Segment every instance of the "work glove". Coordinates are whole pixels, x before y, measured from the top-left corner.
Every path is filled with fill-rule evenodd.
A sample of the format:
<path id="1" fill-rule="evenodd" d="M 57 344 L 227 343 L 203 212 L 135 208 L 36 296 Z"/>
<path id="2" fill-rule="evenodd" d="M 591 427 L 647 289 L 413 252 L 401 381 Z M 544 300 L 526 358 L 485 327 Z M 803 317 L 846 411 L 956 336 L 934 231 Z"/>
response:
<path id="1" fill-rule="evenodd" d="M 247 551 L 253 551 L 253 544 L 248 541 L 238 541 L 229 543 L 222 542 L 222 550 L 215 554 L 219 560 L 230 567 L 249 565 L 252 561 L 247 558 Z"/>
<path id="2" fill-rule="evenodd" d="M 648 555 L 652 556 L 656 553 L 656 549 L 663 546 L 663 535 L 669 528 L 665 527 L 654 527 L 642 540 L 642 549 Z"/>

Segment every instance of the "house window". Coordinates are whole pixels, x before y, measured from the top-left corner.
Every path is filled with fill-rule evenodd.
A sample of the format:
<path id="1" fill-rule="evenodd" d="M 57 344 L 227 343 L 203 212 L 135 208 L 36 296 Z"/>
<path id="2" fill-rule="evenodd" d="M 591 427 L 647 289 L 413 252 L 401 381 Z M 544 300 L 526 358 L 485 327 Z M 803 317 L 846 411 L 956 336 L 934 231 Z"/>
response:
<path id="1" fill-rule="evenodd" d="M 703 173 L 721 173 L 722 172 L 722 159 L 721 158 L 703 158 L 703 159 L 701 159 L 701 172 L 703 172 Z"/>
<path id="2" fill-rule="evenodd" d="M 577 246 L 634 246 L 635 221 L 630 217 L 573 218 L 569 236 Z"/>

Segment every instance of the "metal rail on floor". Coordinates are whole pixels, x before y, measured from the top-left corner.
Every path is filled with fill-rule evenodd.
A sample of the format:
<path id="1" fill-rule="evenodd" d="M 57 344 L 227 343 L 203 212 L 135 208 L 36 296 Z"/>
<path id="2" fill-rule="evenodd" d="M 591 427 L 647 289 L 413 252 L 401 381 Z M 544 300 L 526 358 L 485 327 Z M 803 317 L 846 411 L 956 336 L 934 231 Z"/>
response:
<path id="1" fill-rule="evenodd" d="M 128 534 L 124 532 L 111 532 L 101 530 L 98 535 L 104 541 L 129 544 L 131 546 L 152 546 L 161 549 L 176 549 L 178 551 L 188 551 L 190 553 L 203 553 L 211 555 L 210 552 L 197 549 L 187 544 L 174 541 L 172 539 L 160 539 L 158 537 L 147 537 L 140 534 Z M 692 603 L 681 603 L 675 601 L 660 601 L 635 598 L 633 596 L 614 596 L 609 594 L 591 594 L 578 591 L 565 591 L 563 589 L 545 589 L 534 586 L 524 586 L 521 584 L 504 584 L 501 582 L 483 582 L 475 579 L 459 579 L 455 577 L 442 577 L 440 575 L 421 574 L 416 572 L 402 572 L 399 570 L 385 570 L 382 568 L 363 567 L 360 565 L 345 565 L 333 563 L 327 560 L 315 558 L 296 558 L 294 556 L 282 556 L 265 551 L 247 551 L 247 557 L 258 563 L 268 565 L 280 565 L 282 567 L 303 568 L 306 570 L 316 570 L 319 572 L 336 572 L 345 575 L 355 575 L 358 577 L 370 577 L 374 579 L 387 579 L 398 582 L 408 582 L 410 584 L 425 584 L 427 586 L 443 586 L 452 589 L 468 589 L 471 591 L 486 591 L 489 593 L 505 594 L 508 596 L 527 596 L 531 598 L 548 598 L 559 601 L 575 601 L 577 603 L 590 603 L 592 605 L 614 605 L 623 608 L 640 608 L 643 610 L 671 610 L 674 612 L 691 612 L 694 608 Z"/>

* WORK TO DO
Starting at the beginning of the rows and ending with the line that contains "648 555 L 652", give those lines again with "work glove" replaced by "leather glove" and everything else left unchanged.

* FINISHED ANSWER
Segment every instance of the "leather glove". Coordinates are whole pixels, x before y, measured from the top-left corner.
Every path is filled with fill-rule evenodd.
A sample of the format:
<path id="1" fill-rule="evenodd" d="M 57 344 L 227 343 L 203 212 L 135 208 L 36 296 Z"/>
<path id="2" fill-rule="evenodd" d="M 591 427 L 647 289 L 413 252 L 401 381 Z M 544 300 L 526 358 L 485 327 Z M 803 317 L 846 411 L 956 336 L 934 231 Z"/>
response:
<path id="1" fill-rule="evenodd" d="M 247 551 L 253 551 L 253 544 L 248 541 L 238 541 L 229 543 L 222 542 L 222 550 L 215 554 L 219 560 L 230 567 L 249 565 L 252 561 L 247 558 Z"/>
<path id="2" fill-rule="evenodd" d="M 648 555 L 652 556 L 656 553 L 656 549 L 663 546 L 663 535 L 669 528 L 665 527 L 654 527 L 642 540 L 642 549 Z"/>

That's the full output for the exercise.